It’s that attitude attendees at EDCUtah’s annual meeting can expect when Weihenmayer gives the keynote address. “The ‘no barriers’ mindset is a great tool kit that illuminates the journey,” he explains. “It equips you to tap into the light of the human spirit and know, in the face of life’s barriers, in the face of all hardships, that you can still live the kind of life you want and still climb. But it’s not an easy journey at all. It never is.”

People often want to make some kind of impact in the world, make a difference and live a purposeful life, he says. But as they go through life, they sometimes get knocked down. And everyone deals with challenges differently, he notes. In his book, “The Adversity Advantage,” which was co-authored by Paul G. Stoltz, Ph.D., Weihenmayer found that people consistently fall into three categories: quitters, campers and climbers.

“The quitters are self-explanatory,” he says. “Campers are a fascinating group. They are the people that want to climb, but they get somewhere up the mountain and say, ‘good enough.’ Or they lose belief in themselves or meet these catastrophic changes in their lives that they don’t feel equipped to handle. The obstacles in their path are like brick walls, and they get knocked flat. They become campers, stagnate and never recover.”

Climbers, on the other hand, are rare. They are a smaller group of people who have figured out how to grow, evolve and challenge themselves until the day they die, he says.

Overcoming obstacles is what Weihenmayer is all about. While he is in Peru, his team will take 15 military veterans with service-related disabilities on a climb in the Peruvian Andes as part of the Soldiers to Summitsprogram, which helps veterans tackle personal challenges.

“All of these folks are looking to make a change. They may be folks who were climbers, but now they are camping,” he says. “They have been hurt physically or psychologically or both, but they want to transform and step into the next place instead of focusing on the past. Climbing mountains together serves as both a metaphor for life and a training ground for stretching goals, building world-class teams, innovating through adversity and stepping up to lead and serve others.”

______________________________

**TASKS TO COMPLETE:**
1. Substitute "Bolivian Andes" for "Peruvian Andes" in the passage on Weihenmayer from "Climbers, on the" to "tackle personal challenges.", and write out that span.
2. According to the passage on Weihenmayer, into which three categories do people consistently fall?
3. Extend the passage on Weihenmayer beyond its final sentence.

______________________________

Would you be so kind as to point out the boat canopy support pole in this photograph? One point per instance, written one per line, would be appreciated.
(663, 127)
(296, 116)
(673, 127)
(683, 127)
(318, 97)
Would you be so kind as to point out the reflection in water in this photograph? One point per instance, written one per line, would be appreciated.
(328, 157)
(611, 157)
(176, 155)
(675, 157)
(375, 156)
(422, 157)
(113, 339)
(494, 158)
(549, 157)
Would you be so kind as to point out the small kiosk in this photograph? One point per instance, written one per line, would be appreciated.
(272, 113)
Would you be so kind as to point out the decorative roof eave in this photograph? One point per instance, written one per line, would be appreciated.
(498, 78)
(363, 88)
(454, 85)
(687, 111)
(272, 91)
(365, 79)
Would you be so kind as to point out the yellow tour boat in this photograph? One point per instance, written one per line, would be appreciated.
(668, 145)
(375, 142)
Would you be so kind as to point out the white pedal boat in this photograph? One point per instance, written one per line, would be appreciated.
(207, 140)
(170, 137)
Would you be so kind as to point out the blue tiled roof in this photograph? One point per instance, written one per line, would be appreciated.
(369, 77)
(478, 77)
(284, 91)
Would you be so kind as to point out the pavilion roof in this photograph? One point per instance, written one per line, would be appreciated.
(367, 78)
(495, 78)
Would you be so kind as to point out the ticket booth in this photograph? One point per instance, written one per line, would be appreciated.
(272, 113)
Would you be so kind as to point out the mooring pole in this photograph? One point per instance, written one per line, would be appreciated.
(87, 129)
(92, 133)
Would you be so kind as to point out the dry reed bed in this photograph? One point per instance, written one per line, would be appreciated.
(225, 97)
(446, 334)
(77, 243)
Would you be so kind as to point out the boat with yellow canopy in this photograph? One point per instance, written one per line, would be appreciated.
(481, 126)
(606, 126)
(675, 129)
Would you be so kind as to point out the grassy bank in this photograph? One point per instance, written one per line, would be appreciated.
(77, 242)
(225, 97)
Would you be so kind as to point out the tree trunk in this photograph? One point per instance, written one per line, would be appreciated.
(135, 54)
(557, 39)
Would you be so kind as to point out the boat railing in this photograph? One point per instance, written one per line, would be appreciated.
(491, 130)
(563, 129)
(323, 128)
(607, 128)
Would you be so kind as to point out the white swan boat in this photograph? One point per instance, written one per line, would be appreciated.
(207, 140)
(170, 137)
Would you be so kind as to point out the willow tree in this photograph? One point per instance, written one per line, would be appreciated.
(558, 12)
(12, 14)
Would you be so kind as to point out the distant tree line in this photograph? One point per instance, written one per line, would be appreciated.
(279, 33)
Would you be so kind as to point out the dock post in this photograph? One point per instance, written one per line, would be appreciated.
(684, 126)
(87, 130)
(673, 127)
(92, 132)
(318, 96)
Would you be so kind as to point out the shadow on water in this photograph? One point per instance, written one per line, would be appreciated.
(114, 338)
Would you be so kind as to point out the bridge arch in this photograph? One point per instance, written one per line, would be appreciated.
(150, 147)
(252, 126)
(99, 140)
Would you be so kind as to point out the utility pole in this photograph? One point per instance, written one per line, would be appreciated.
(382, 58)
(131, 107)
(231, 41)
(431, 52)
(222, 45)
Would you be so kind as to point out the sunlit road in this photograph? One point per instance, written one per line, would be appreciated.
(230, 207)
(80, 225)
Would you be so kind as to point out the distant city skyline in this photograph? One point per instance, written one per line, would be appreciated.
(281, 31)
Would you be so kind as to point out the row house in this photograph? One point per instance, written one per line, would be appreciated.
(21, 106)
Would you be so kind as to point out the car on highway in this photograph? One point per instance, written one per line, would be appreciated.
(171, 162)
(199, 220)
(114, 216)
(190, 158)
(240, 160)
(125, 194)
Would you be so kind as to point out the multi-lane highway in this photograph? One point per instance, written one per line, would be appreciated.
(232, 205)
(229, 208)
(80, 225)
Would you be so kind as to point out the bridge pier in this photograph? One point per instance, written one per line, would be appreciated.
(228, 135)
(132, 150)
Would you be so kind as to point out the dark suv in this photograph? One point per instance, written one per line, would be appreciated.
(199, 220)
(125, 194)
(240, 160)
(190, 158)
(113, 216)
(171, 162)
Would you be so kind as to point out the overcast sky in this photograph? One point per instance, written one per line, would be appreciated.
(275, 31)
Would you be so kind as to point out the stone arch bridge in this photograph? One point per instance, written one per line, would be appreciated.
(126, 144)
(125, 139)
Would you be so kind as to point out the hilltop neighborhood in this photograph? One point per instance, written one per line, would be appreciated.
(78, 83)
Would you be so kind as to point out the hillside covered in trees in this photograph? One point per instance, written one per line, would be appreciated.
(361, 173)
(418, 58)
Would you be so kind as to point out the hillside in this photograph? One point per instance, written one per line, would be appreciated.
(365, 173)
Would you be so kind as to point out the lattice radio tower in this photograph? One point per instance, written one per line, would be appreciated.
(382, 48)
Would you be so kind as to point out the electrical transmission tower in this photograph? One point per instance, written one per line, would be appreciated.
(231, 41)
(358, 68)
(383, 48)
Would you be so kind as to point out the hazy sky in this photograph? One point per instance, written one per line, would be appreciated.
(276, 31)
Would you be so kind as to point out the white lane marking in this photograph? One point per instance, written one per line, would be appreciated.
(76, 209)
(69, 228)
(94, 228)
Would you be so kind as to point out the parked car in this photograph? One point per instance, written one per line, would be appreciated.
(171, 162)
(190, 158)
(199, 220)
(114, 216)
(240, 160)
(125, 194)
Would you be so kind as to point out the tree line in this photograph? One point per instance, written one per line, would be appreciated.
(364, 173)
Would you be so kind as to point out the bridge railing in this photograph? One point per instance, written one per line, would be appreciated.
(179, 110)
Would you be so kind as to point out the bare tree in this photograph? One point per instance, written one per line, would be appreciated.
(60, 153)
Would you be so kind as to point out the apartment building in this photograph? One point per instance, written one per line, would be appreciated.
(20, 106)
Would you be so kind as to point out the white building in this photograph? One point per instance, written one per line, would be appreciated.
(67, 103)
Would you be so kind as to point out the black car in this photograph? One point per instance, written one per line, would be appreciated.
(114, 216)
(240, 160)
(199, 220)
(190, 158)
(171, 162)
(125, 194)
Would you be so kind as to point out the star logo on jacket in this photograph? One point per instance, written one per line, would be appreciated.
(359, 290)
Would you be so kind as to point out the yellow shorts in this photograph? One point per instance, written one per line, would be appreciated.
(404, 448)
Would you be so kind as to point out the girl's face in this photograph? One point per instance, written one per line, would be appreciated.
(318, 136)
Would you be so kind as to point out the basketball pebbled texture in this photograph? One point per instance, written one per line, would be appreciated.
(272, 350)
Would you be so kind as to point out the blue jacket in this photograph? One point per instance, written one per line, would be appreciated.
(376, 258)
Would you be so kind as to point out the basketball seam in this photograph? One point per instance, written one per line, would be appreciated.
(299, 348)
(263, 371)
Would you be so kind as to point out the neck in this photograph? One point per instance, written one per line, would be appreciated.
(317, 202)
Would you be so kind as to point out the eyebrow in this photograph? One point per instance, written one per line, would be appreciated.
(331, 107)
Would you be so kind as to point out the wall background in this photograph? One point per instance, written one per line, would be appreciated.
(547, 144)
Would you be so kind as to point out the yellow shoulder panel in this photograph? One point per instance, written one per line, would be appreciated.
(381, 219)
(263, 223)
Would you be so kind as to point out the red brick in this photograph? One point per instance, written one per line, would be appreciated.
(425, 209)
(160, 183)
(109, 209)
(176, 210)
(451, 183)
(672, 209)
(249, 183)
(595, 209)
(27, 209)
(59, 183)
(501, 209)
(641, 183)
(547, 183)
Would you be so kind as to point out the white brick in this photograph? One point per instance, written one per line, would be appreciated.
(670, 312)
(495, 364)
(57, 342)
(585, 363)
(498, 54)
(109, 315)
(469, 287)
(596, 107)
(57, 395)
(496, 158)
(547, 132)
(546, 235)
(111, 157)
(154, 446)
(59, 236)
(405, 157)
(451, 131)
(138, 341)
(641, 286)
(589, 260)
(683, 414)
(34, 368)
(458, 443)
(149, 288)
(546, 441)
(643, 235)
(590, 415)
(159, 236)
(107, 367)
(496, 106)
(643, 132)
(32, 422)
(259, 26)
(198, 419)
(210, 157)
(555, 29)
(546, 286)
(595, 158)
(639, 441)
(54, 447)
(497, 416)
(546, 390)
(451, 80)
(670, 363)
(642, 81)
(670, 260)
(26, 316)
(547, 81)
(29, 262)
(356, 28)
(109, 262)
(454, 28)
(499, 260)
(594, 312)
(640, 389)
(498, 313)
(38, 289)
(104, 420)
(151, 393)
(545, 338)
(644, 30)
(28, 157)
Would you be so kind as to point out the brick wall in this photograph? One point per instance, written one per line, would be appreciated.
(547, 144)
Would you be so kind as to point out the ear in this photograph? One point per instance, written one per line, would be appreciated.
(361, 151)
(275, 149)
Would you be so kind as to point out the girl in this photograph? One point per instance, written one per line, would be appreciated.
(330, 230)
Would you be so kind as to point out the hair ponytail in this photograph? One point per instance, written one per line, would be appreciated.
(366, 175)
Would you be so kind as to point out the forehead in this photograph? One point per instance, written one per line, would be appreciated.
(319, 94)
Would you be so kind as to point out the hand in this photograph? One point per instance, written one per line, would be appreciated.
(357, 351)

______________________________

**TASK RESPONSES:**
1.
Climbers, on the other hand, are rare. They are a smaller group of people who have figured out how to grow, evolve and challenge themselves until the day they die, he says.

Overcoming obstacles is what Weihenmayer is all about. While he is in Peru, his team will take 15 military veterans with service-related disabilities on a climb in the Bolivian Andes as part of the Soldiers to Summitsprogram, which helps veterans tackle personal challenges.

2. Quitters, campers and climbers.

3.
EDCUtah’s audience can also learn from Weihenmayer’s metaphor. “How do we keep climbing through life?” he asks. Focusing on the past, he adds, is the sort of thing “that can just kill you.”

Everyone has barriers they want to break through, he notes. “Mine happen to center around blindness, but in some ways that’s not even the case. Being able to break through barriers releases the energy that is in you, but it is not about [making a point], like, ‘I’m blind, but I can still do this.’ To me, that’s immature.”

Building teams you can trust is also critical. “On a mountain, you are physically connected to people. It is a great way to think about your life,” he notes. “Who are you going to rope up with? Who are you going to link your fate to? You can’t get through a glacier with crevasses and pitfalls alone. It doesn’t matter how good you are. If you want to do great things, you have to build teams.”

Trust, he continues, is at the heart of every great team. It is why teams succeed, and without it, teams fail. “Trust is hard to earn and easy to lose. It’s super fragile,” Weihenmayer says. “I have been a part of teams that have soared because of that trust, and I have been part of teams that have fallen apart because we couldn’t build that trust.

“You have to link together behind a powerful vision that becomes a glue connecting you and making you better. It makes things possible that wouldn’t be without the team.”

Weihenmayer says it doesn’t matter whether you are big business, small business, government or in education: Reaching out and connecting with the right kind of people is what matters.

Despite his accomplishments, breaking through barriers can be tumultuous. “When I wanted to climb the seven summits and Everest, a lot of people said I would kill myself and my team,” he recalls. “They said, ‘You’re going to bring the whole climbing community on Everest into one big rescue to save the blind guy. You get that sort of thing when you do something big. There will always be people who think you are stupid and crazy, but if you build your rope team with people who share your vision, it makes you stronger and keeps you true to what you are trying to do.”

Weihenmayer says building an organization is an exciting journey. “I rope myself with the right people,” he says. “I don’t know everything. I can’t do everything alone. We are building something really cool. Our motto is, ‘What’s inside of us is stronger than what’s in our way.’ I love that. To me that speaks to the message I want to share.”

Click here to register for EDCUtah’s annual meeting and hear more from Erik Weihenmayer. For more information, call EDCUtah Director of Marketing Kimberly Frost, (801) 323-9742. The event begins Nov. 13 at 11 a.m., with lunch and a presentation beginning at noon at the Grand America Hotel in Salt Lake City.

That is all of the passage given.